> [TEXTAUSZUG]:
Mit der BALZER Rute habe ich 2x Mefo von 74cm sicher gelandet, mit der Shimano Rute 1x Mefo 70cm. 

TL Rolf


----------



## Janjo94 (15. Januar 2021)

nawarthmal schrieb:


> bei der IM-12 hast Du zu wenig Reserve beim WG.


Erzähl mir mehr bitte. 
Ich hab mal übertrieben beim WG und die Rute hat alles gut und normal überstanden, besonders wenn mal ein richtiger Kawenzman anbeißt hat sie eine gute Pufferspeicher/Wirkung im Drill. Fischt Wer die Rute auch, außer ich?


----------



## Seatrout (10. Februar 2021)

Versuch bei Kleinanzeigen ne savage gear salmonoid zu bekommen, kann für 100€ klappen.
Perfekte Rute zum blinker werfen.
Leicht sensibel und zäh im rückrad.
Wäre meine Empfehlung, würde aber um die 2,7m nehmen, länger bringt kaum mehr wurfweite, aber Kopflastigkeit.


----------



## Andal (11. Februar 2021)

Ich habe für diese Zwecke (leider viel zu selten, so ist es eben eine meiner Rapfenruten) eine *AHF Leitner Dynacast IM7 Mesh 275 cm 10 - 60 gr.* Wurfgewicht. Für meine Begriffe Ideal.


----------

Daten zur Koordinatenbeschriftung

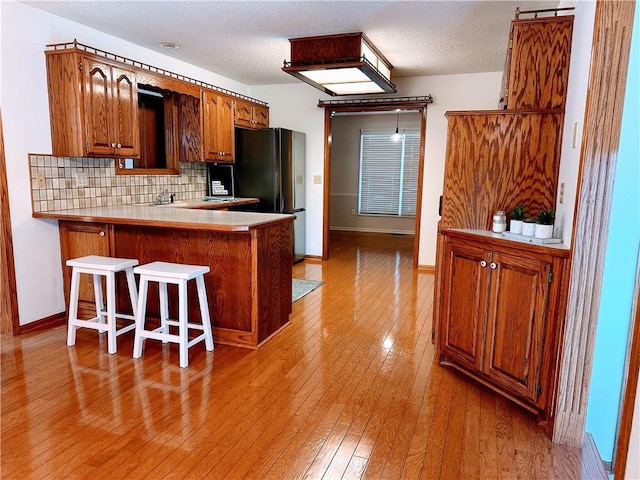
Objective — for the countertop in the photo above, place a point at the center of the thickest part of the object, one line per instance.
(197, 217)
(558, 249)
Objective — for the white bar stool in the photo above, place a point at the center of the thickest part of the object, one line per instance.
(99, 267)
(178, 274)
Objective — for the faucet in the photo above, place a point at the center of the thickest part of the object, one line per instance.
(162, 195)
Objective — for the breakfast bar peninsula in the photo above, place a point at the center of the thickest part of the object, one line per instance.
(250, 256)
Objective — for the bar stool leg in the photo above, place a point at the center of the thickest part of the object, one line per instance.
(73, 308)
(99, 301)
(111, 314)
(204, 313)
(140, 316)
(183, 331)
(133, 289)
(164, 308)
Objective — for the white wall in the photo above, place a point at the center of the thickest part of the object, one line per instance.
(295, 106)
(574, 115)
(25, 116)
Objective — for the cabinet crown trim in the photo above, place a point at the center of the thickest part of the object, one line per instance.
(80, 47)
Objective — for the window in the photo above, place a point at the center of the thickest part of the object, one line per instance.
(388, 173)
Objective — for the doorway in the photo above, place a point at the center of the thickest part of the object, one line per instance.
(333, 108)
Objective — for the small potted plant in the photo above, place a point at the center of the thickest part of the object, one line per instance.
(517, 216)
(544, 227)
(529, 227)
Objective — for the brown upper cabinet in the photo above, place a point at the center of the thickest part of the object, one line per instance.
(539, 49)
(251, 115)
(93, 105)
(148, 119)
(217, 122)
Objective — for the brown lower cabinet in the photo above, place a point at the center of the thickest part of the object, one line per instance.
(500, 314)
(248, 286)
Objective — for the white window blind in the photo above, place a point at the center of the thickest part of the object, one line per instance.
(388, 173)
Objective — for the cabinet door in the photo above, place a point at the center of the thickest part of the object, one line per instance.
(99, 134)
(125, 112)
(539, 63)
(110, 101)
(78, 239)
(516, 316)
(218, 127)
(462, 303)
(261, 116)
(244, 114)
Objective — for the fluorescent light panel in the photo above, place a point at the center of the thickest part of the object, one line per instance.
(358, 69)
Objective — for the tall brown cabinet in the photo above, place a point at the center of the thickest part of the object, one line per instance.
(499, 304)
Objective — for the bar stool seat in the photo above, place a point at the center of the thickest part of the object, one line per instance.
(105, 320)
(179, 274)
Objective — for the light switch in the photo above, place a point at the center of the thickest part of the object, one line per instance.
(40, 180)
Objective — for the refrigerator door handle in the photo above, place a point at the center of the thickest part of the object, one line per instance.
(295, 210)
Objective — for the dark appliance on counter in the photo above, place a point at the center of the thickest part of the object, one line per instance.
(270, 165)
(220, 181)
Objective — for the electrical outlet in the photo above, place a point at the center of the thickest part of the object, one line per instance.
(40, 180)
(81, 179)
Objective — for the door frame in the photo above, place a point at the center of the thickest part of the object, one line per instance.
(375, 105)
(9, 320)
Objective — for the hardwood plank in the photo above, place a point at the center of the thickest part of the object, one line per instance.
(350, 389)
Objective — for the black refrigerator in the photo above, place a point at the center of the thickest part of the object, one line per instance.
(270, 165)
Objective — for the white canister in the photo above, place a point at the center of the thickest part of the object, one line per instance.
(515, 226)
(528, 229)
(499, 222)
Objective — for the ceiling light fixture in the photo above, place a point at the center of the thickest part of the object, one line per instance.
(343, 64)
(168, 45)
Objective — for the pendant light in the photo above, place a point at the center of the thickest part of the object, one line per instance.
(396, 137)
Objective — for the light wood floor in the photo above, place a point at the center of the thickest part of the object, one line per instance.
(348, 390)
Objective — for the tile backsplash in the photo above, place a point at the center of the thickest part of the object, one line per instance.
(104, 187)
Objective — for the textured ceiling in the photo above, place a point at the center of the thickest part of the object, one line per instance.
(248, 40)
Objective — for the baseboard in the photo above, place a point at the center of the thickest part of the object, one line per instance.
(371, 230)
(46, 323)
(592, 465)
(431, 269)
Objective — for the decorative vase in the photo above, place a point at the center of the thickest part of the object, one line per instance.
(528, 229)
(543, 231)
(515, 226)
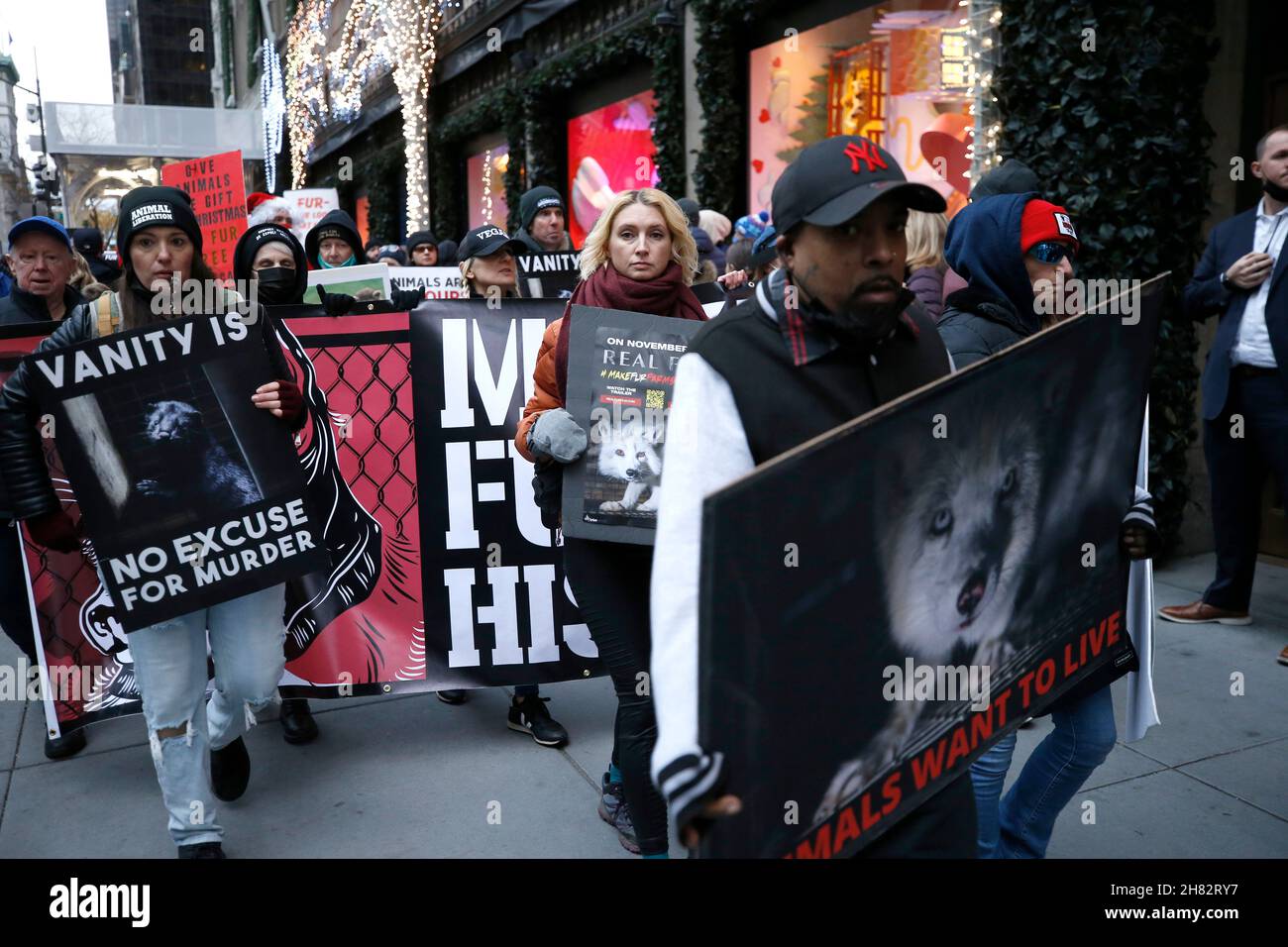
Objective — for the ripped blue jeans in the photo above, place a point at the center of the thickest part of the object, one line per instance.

> [AUFGABE]:
Gib bitte den Textauszug über Angelruten zwischen „Erzähl mir mehr“ und „auch, außer ich?“, beides eingeschlossen, noch einmal wieder und tausche dabei „Kawenzman“ gegen „Brocken“. Das Material hat keinen Bezug zum Textauszug.

> [ERGEBNIS]:
Erzähl mir mehr bitte. 
Ich hab mal übertrieben beim WG und die Rute hat alles gut und normal überstanden, besonders wenn mal ein richtiger Brocken anbeißt hat sie eine gute Pufferspeicher/Wirkung im Drill. Fischt Wer die Rute auch, außer ich?